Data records
• • • • • • •

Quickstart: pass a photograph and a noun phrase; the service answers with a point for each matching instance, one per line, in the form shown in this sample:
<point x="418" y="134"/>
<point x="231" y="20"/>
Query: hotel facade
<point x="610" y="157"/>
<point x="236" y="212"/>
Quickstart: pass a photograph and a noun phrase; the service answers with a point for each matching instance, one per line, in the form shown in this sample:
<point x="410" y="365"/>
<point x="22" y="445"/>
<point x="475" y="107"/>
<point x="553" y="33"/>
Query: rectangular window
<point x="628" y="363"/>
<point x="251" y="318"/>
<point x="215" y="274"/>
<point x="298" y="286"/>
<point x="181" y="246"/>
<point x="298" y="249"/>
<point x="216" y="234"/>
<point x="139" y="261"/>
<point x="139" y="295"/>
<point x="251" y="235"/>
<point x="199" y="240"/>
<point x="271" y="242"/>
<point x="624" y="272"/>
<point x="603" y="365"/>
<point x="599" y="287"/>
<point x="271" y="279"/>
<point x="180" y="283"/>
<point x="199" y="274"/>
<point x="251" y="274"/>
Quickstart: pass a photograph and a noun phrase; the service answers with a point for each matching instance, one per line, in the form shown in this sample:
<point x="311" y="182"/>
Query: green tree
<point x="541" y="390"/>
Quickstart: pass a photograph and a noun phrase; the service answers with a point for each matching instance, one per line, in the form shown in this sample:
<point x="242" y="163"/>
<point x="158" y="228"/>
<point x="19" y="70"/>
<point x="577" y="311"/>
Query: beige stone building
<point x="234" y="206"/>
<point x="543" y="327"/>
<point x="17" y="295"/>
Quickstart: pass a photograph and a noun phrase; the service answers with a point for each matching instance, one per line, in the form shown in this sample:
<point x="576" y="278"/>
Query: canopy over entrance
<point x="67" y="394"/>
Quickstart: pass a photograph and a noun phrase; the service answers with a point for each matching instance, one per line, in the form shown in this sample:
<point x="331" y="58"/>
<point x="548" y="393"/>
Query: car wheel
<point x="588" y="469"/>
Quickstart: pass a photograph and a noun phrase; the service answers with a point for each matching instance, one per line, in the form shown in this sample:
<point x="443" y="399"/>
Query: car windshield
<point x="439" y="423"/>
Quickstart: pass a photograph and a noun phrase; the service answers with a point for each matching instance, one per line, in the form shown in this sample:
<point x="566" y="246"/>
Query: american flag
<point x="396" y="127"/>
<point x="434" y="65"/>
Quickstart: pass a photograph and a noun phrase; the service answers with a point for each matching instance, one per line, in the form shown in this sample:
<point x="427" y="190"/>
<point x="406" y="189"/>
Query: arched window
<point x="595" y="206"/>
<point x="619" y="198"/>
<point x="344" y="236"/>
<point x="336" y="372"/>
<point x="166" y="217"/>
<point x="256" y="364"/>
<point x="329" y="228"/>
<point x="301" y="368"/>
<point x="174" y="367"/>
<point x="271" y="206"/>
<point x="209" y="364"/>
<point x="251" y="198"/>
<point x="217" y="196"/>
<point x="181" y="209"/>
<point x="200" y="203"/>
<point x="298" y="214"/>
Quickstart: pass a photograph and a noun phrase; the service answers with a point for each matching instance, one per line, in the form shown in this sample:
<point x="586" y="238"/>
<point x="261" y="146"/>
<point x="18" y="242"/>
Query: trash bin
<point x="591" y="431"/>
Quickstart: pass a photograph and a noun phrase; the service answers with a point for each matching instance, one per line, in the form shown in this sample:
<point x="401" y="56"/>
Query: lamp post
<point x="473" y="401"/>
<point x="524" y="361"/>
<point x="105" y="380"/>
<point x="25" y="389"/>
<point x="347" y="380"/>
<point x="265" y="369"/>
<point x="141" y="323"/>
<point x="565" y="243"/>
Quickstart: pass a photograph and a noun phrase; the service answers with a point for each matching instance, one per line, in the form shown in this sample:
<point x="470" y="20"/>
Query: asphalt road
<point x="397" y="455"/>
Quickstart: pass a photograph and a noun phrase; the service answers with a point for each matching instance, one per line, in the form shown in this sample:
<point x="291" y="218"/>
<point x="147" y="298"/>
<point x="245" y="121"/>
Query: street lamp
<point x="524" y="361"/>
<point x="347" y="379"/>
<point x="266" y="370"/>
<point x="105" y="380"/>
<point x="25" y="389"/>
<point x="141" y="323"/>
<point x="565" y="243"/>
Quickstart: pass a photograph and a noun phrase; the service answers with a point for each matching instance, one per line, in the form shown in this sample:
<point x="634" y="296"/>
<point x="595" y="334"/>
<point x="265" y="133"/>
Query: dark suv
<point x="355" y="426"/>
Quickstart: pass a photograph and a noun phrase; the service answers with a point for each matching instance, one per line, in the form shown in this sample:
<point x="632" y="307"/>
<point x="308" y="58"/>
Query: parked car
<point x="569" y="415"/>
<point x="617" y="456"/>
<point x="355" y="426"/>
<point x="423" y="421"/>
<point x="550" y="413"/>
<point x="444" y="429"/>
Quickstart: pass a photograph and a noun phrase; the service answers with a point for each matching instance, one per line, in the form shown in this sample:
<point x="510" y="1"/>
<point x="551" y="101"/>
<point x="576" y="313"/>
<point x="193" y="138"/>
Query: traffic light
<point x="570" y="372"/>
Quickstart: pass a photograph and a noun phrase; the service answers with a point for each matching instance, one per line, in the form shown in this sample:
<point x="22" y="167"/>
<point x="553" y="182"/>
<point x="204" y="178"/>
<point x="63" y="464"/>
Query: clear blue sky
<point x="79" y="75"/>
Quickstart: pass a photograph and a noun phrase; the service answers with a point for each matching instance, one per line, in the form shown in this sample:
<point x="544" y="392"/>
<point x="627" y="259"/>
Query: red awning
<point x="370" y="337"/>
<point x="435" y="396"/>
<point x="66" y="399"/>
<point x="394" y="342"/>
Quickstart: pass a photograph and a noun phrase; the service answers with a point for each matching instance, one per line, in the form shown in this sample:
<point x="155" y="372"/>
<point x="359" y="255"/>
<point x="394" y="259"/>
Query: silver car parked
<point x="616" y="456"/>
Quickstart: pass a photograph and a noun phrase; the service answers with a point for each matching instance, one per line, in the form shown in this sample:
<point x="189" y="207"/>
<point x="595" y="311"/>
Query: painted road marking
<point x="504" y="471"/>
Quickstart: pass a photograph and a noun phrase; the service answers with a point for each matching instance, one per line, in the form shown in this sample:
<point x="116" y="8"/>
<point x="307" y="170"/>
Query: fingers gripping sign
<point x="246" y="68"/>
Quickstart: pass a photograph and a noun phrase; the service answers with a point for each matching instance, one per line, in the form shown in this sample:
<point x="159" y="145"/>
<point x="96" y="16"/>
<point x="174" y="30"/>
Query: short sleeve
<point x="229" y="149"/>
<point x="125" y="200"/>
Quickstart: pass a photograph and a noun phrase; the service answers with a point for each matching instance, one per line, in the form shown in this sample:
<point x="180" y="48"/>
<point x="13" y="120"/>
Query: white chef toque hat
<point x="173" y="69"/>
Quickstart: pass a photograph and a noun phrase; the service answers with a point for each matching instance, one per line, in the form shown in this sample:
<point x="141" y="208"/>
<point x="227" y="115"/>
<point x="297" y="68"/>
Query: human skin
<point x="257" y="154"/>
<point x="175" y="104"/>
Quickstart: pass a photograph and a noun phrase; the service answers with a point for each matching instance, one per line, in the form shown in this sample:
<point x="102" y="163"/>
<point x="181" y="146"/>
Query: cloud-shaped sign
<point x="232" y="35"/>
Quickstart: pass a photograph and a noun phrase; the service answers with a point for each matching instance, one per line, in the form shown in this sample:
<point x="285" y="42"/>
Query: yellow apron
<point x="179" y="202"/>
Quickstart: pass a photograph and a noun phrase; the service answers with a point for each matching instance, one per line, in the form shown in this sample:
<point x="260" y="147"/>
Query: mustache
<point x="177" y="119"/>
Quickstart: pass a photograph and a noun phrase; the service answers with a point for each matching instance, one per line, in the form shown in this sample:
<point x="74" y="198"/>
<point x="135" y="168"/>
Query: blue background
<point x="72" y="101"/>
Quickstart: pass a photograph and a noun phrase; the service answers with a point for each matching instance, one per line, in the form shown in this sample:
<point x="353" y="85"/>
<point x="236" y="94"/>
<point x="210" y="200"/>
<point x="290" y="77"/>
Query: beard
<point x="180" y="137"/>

• • • • • • •

Which lines in the rows above contain the word "sign"? Collect each of those lines and copy it out in full.

Query: fingers gripping sign
Query: cloud-shaped sign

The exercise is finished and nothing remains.